Stated exercise → Reproduce the listing below without changes, except that pictures are left out.

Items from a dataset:

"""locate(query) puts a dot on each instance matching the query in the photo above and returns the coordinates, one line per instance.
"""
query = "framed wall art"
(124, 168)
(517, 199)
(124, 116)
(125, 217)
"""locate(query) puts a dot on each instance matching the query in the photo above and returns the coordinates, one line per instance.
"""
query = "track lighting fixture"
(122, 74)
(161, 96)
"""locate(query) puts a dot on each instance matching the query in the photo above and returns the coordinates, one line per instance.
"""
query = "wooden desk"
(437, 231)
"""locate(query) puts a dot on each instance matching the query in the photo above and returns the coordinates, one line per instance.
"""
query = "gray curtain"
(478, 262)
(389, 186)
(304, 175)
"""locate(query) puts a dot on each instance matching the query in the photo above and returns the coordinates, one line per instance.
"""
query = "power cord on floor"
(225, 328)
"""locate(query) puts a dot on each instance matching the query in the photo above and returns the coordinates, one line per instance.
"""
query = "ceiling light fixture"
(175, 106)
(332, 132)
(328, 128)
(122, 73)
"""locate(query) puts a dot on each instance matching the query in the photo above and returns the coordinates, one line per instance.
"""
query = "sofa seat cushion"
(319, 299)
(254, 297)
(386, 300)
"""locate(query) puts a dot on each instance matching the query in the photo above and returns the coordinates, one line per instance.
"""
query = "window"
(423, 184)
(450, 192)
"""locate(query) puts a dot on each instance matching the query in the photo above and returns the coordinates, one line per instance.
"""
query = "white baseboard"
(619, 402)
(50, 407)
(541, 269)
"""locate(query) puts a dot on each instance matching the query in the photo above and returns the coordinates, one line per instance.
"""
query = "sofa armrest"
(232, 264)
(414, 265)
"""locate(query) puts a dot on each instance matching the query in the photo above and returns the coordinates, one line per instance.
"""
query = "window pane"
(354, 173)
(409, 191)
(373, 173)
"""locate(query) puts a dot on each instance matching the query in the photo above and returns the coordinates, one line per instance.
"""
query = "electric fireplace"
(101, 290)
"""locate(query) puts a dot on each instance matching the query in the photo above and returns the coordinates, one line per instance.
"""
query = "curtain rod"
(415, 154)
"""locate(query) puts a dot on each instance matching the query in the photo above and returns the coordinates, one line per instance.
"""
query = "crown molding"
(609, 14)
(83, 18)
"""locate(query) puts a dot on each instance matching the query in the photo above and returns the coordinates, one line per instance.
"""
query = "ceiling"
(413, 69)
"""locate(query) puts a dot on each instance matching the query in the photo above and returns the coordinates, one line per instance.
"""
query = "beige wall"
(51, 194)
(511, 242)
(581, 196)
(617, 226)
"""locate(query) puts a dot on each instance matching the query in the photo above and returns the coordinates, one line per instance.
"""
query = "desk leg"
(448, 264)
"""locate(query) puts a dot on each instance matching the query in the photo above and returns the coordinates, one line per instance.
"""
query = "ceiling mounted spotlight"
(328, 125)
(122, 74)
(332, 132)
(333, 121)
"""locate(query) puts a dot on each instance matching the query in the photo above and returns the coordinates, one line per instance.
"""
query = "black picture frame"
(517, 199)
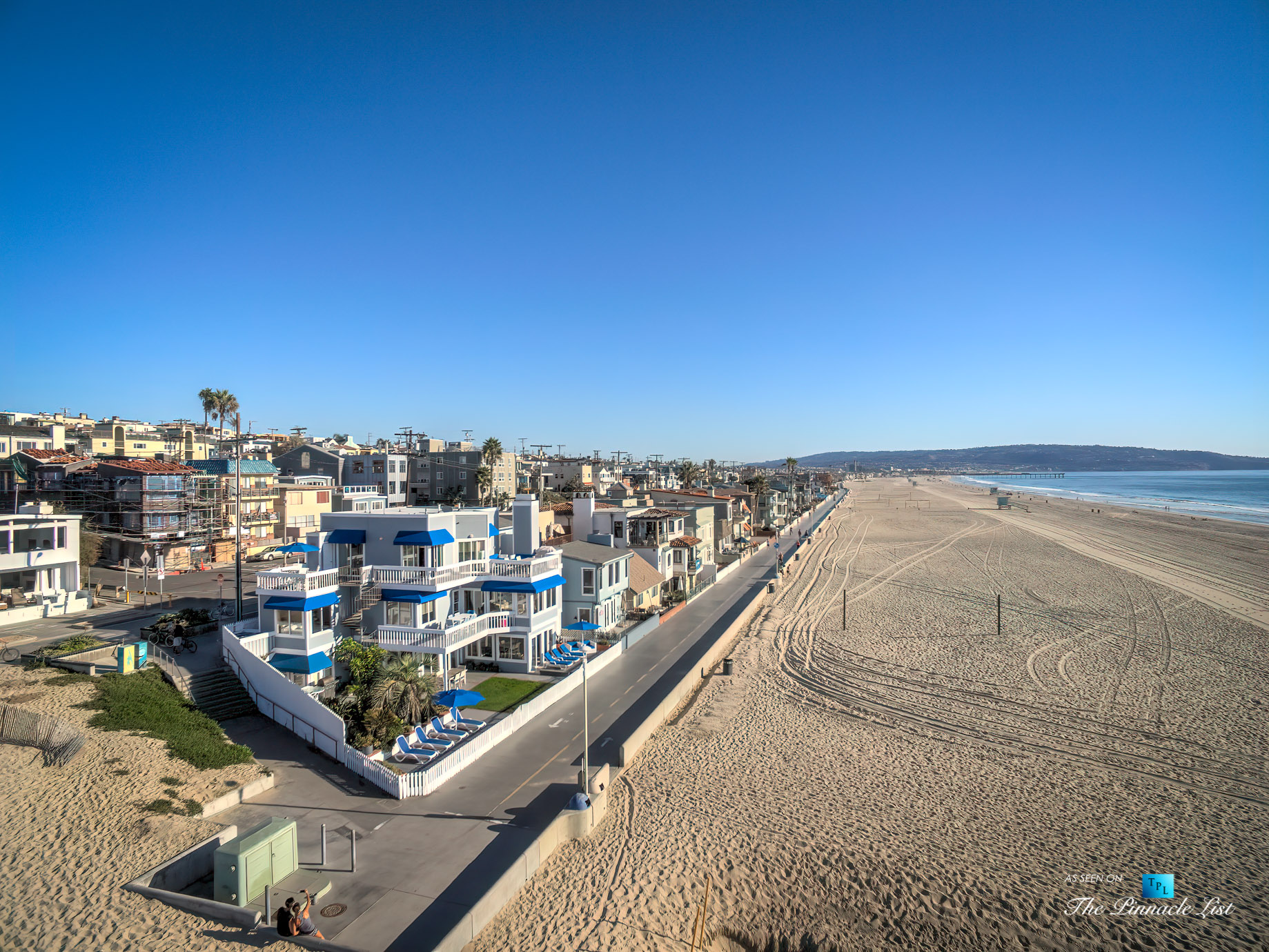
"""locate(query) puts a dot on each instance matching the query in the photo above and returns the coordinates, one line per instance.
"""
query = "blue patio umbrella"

Answer to the task →
"""locate(query) puts a dot on each instance matching the query in the photo above and returns the coordinates, one line per instance.
"""
query = "framed wall art"
(124, 168)
(517, 199)
(124, 116)
(125, 217)
"""locate(query) puts a dot on each instance matching the query in the photo above and returns the coordinates, one line per instance.
"""
query = "track lighting fixture"
(122, 74)
(161, 96)
"""locate(query) puts a dot on each instance matching the query in the photo above and returns the coordinates, one line per instance.
"""
query = "wooden desk"
(437, 231)
"""locate(query) puts a dot on each instance matching the query in the photo above and returns the coordinates, one line per instance.
"""
query = "gray curtain"
(478, 262)
(389, 186)
(304, 175)
"""locate(query) puts a dot on each instance matching the query in the photo above and returns the coordinates, one line per instance.
"""
query = "power cord on floor"
(225, 328)
"""locate(query) puts a dot on each instance matching the query in the photo above and returns the coordinates, one line per instance.
"""
query = "ceiling light fixture"
(175, 106)
(332, 132)
(328, 128)
(122, 73)
"""locate(query) puts a dot on each instance matching the query in the photo above and returns the coordinates, one line per instance.
"""
query = "sofa seat cushion"
(319, 299)
(254, 297)
(386, 300)
"""locate(query) puts a dot on each instance matching the query in the photo above and returns the coordinates, one line per instance.
"""
query = "window"
(423, 184)
(450, 192)
"""locate(query) puts a dot on each instance matching the query in the photo above and returns the coordinates, one line per instance.
"""
query = "white baseboard"
(619, 402)
(50, 407)
(541, 269)
"""locate(query) puts a dot on each instance matching the query in the photo above and returns the coordinates, one line per instance.
"""
query = "sofa armrest"
(232, 264)
(414, 265)
"""locate(query) puts a dot on each instance matching the query in the photo above and returns the coordinates, one line per instance.
"""
query = "window pane"
(354, 173)
(409, 191)
(373, 173)
"""locate(query) puts a dot on each instance matching the query in the photo above and returns the coordinates, one line per instance.
"""
query = "electric fireplace"
(101, 290)
"""locate(query) puts a dot on each instance matching the query in the photo above and returns the coordinates, one line per instance.
"""
query = "curtain rod"
(415, 154)
"""locate(query) puts a dot on each instance matching the query in the photo above and returns the coordinates, one line per instance.
"""
query = "crown molding"
(609, 14)
(83, 18)
"""locate(query) puts a dot on each instance matching the query in the photo above and returns the coordinates, one line per instance.
"""
query = "ceiling"
(413, 69)
"""locate(query) puts a dot on each instance matching the query in the photo above and returns the coordinates, one line per instance.
"""
query = "beige wall"
(51, 194)
(511, 242)
(581, 196)
(617, 226)
"""locate(query) puts a dot on each instance matching the query in the photo above and returns the coordinates, one line per instance.
"""
query = "desk leg"
(448, 264)
"""locate(query) puts a dot on each instance matching the query in the photo above and returns the coordinates, one line per instance.
"""
query = "ceiling mounted spotlight"
(328, 125)
(122, 74)
(332, 132)
(333, 121)
"""locate(query) puts a dot on each instance matching the query in the photo above and returns the coordinates, one line per instance.
"""
query = "black picture frame"
(517, 199)
"""locate(query) puts a dot on each instance matching the query in the photo above and returns the coordinates, one line per instance.
"""
query = "blue patio umbrella"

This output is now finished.